Reproduce the listing from its first line through the line containing "POLYGON ((27 150, 24", with "boxwood shrub" changed to "hedge" and nothing else altered. Give only those lines, and leave the pictures out.
══════
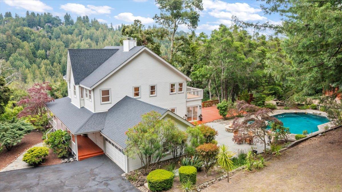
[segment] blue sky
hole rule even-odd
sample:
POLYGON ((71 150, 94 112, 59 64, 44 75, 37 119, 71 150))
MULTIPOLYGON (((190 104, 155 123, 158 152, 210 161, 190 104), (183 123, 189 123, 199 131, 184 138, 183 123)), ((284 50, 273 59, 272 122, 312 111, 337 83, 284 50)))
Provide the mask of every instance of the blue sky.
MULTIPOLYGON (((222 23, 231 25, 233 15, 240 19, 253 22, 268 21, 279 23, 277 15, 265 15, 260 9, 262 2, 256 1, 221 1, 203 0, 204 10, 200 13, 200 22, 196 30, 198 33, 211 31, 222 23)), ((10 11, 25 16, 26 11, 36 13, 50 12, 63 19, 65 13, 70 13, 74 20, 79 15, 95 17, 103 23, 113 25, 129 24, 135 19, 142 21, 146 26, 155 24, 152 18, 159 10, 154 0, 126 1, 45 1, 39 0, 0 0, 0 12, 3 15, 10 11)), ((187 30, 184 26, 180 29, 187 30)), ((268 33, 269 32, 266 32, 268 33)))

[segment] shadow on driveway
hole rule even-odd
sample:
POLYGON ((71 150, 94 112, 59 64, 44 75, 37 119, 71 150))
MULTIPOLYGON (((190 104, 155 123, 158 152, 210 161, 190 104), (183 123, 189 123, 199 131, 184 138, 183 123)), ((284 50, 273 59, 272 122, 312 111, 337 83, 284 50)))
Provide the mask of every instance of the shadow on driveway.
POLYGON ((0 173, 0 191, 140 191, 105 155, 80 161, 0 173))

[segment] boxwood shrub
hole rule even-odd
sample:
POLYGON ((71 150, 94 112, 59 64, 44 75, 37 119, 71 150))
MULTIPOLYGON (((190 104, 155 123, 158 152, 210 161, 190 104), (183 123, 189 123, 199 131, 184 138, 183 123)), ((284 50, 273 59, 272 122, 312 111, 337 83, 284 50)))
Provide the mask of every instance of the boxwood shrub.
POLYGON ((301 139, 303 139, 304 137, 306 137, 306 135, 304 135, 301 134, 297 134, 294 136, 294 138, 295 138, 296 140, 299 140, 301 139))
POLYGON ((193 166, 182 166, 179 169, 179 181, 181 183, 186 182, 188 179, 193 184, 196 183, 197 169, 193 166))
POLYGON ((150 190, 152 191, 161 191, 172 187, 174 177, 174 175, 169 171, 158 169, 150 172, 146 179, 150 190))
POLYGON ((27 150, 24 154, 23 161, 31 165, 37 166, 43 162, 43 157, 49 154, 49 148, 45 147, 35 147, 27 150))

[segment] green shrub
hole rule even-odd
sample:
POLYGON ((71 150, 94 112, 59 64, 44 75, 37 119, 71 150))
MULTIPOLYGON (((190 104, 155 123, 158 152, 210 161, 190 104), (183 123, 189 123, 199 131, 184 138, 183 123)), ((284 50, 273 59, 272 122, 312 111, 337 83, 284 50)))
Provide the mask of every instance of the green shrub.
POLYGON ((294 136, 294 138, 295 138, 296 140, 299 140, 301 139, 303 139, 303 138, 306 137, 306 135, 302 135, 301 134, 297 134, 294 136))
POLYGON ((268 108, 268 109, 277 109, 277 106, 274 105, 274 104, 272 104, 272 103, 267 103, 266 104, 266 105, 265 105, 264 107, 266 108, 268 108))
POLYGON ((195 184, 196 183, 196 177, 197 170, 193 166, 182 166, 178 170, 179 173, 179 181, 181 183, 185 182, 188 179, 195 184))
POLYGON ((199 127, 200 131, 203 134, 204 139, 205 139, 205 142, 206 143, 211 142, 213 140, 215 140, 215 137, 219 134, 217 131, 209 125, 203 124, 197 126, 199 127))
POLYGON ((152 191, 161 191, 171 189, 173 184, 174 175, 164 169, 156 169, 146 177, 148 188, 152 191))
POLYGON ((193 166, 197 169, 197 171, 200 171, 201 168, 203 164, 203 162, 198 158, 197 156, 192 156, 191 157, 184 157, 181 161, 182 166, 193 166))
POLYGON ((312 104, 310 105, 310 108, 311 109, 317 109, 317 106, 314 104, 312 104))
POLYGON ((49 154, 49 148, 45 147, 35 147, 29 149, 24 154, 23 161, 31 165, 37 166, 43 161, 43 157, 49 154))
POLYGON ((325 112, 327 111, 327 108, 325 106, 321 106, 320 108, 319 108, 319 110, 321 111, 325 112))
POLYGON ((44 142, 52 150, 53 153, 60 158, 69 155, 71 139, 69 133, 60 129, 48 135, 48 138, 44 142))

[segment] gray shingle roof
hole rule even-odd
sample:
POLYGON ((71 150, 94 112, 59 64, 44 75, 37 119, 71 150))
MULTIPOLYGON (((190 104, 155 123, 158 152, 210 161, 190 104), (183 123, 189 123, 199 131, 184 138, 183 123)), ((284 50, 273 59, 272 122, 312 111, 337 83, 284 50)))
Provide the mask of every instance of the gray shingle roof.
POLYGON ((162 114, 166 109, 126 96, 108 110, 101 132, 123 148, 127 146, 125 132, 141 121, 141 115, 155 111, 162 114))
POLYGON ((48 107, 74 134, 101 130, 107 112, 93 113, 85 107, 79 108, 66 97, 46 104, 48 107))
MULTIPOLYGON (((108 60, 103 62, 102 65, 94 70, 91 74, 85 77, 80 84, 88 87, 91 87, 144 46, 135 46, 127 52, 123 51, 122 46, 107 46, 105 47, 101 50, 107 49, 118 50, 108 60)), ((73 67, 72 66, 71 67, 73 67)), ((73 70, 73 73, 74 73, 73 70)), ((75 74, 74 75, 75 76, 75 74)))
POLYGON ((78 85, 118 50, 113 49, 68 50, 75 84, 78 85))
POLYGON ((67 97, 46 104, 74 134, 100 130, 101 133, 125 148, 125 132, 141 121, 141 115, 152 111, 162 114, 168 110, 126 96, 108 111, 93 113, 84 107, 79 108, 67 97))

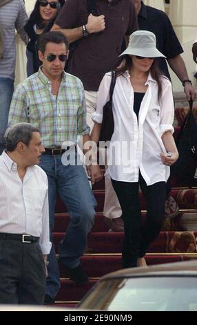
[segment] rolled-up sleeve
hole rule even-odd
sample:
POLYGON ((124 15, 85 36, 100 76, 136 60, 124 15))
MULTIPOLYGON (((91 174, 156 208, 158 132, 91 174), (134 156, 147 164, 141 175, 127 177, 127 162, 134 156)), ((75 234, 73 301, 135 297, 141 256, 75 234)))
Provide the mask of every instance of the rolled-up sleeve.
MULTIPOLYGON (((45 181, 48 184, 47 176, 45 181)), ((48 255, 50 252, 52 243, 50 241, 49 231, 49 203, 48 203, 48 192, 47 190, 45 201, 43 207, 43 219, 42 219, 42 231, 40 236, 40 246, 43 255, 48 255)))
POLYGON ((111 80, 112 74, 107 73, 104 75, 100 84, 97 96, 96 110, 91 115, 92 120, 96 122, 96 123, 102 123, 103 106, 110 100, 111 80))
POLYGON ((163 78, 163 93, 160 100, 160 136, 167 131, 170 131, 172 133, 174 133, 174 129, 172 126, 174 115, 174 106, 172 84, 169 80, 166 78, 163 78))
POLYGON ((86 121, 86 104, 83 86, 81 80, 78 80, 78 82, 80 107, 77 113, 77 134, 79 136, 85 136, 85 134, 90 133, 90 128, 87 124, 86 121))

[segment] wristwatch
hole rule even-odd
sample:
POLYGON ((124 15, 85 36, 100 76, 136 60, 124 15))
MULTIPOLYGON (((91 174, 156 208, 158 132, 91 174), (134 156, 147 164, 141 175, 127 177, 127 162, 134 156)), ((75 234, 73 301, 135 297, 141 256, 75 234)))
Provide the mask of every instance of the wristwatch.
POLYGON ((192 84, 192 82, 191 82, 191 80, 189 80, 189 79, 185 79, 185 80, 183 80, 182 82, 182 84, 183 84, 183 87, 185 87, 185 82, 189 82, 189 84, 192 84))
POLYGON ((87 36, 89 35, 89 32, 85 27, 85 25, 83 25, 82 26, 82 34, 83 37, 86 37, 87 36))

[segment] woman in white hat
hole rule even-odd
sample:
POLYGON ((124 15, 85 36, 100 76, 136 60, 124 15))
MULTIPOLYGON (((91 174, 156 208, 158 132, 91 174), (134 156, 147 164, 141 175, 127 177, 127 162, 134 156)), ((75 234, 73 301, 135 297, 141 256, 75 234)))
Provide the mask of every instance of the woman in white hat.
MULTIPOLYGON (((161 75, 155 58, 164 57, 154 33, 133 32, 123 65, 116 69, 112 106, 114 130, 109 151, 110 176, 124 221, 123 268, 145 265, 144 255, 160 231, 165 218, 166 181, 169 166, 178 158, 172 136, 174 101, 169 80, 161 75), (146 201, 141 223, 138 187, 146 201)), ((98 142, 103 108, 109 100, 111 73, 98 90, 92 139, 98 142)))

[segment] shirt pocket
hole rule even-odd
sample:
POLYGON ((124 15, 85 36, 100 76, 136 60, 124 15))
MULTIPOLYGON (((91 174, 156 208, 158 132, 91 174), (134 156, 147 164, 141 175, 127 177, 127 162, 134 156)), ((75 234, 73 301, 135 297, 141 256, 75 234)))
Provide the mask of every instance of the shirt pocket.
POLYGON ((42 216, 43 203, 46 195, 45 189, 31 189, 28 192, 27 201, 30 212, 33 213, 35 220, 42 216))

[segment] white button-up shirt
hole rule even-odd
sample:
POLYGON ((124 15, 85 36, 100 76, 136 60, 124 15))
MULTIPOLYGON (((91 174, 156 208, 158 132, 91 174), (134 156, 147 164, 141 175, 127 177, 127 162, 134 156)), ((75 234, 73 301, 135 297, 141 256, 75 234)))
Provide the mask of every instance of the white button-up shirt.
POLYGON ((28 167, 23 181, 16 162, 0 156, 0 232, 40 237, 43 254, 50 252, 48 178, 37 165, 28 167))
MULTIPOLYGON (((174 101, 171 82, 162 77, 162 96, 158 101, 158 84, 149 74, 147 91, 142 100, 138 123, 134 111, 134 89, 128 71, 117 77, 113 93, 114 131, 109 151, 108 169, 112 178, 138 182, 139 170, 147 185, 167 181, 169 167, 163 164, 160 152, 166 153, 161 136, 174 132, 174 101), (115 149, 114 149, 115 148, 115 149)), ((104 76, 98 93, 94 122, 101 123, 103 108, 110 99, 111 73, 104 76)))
══════
# [Written response]
[segment] blue sky
hole rule even-odd
sample:
POLYGON ((71 150, 94 112, 59 64, 44 75, 37 119, 71 150))
MULTIPOLYGON (((190 104, 155 123, 158 152, 210 161, 190 104), (183 123, 189 123, 199 131, 184 138, 183 123)), ((284 50, 273 59, 272 122, 312 111, 337 83, 284 50)))
Provide the mask of every instance of the blue sky.
MULTIPOLYGON (((222 23, 231 25, 233 15, 240 19, 253 22, 268 21, 279 23, 277 15, 265 15, 260 9, 262 2, 256 1, 221 1, 203 0, 204 10, 200 13, 200 22, 196 30, 198 33, 211 31, 222 23)), ((10 11, 25 16, 26 11, 36 13, 50 12, 63 19, 65 13, 70 13, 74 20, 79 15, 95 17, 103 23, 113 25, 129 24, 135 19, 142 21, 146 26, 155 24, 152 18, 159 10, 154 0, 126 1, 45 1, 39 0, 0 0, 0 12, 3 15, 10 11)), ((187 30, 184 26, 180 29, 187 30)), ((268 33, 269 32, 266 32, 268 33)))

[segment] shadow on driveway
hole rule even-odd
sample:
POLYGON ((71 150, 94 112, 59 64, 44 75, 37 119, 71 150))
MULTIPOLYGON (((190 104, 155 123, 158 152, 210 161, 190 104), (183 123, 189 123, 199 131, 184 138, 183 123)), ((284 50, 273 59, 272 122, 312 111, 337 83, 284 50)))
Provide the mask of every instance of the shadow on driveway.
POLYGON ((0 173, 0 191, 140 191, 105 155, 80 161, 0 173))

[segment] hedge
hole rule even-odd
sample:
POLYGON ((71 150, 94 112, 59 64, 44 75, 37 119, 71 150))
MULTIPOLYGON (((190 104, 155 123, 158 152, 210 161, 190 104), (183 123, 189 123, 199 131, 184 138, 183 123)), ((284 50, 273 59, 272 122, 312 111, 337 83, 284 50)))
Provide the mask of every instance of the hedge.
POLYGON ((301 139, 303 139, 304 137, 306 137, 306 135, 304 135, 301 134, 297 134, 294 136, 294 138, 295 138, 296 140, 299 140, 301 139))
POLYGON ((193 166, 182 166, 179 169, 179 181, 181 183, 186 182, 188 179, 193 184, 196 183, 197 169, 193 166))
POLYGON ((150 190, 152 191, 161 191, 172 187, 174 177, 174 175, 169 171, 158 169, 150 172, 146 179, 150 190))
POLYGON ((27 150, 24 154, 23 161, 31 165, 37 166, 43 162, 43 157, 49 154, 49 148, 45 147, 35 147, 27 150))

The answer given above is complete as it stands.